*GIVEN REQUEST:*
Everything from the line that holds "Place one point per instance of the hillside" through the end of the data below should be output exactly, both ends included.

Stored data entries:
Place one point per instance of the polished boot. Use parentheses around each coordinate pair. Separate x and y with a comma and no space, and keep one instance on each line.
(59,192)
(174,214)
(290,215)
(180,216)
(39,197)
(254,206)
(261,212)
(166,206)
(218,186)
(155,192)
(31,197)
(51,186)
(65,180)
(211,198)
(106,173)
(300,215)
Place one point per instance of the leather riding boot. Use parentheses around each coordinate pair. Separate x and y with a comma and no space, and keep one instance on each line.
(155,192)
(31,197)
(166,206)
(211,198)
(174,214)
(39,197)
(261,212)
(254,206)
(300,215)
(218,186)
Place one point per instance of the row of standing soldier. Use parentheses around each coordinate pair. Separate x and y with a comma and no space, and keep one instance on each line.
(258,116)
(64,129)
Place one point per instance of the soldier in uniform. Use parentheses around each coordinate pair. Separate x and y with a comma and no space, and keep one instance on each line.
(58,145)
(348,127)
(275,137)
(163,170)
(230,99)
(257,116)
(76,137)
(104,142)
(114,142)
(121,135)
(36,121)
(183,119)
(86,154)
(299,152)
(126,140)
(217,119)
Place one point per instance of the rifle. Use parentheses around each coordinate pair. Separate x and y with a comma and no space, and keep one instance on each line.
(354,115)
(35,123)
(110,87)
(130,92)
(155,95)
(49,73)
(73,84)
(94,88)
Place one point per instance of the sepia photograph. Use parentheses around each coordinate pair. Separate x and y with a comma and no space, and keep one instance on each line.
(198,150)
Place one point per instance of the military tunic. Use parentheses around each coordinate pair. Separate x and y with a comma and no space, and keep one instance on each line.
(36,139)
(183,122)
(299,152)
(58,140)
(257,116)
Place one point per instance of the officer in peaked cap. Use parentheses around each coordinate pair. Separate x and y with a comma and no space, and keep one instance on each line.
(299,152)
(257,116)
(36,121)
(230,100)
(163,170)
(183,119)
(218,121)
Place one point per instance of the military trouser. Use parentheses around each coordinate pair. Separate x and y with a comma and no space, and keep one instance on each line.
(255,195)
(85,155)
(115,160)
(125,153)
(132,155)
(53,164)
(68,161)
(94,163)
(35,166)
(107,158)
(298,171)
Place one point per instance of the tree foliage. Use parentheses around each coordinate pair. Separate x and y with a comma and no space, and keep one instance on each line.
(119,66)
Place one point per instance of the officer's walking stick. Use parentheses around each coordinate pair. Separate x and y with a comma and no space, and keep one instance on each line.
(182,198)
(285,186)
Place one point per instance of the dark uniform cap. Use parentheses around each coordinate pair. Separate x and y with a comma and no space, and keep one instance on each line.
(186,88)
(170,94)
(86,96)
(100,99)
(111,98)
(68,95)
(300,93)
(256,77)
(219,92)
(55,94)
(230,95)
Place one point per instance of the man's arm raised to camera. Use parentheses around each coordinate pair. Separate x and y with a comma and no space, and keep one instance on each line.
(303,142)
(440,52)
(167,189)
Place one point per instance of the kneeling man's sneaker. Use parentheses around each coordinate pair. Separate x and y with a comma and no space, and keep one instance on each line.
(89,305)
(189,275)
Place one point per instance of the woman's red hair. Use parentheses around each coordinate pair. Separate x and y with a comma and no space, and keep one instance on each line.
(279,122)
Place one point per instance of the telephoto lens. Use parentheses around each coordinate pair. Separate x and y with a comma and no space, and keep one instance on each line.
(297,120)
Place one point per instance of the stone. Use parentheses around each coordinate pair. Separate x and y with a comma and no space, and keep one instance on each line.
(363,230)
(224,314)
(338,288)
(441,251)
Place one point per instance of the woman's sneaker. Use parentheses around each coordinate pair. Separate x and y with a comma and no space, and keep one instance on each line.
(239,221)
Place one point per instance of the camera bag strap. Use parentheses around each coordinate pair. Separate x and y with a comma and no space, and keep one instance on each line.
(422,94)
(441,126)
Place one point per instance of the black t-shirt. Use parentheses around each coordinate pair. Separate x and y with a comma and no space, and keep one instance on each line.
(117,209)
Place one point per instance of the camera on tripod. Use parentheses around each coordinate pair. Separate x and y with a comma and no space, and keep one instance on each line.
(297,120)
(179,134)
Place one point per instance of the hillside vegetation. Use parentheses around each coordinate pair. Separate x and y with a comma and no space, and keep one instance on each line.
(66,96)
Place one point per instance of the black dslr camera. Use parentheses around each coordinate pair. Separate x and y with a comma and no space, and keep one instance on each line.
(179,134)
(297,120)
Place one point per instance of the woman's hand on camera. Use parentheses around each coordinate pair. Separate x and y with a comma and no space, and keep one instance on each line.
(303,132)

*SOLUTION FOR THIS TASK:*
Place one point per instance of the hillside vegetation. Use parentheses around each coordinate pair. Separate x and y with a comma and no space, and keep one instance on each line.
(66,96)
Place one point per instance of the black dslr camera. Use parentheses around each coordinate pair. Separate x and y with a comma and no space, and keep one instance on each line.
(179,134)
(297,120)
Place one point per instance of the woman's hand on camera. Use parentheses around each coordinate pair. Separate x and y with a comma and no space, and keep one instance on each line.
(303,132)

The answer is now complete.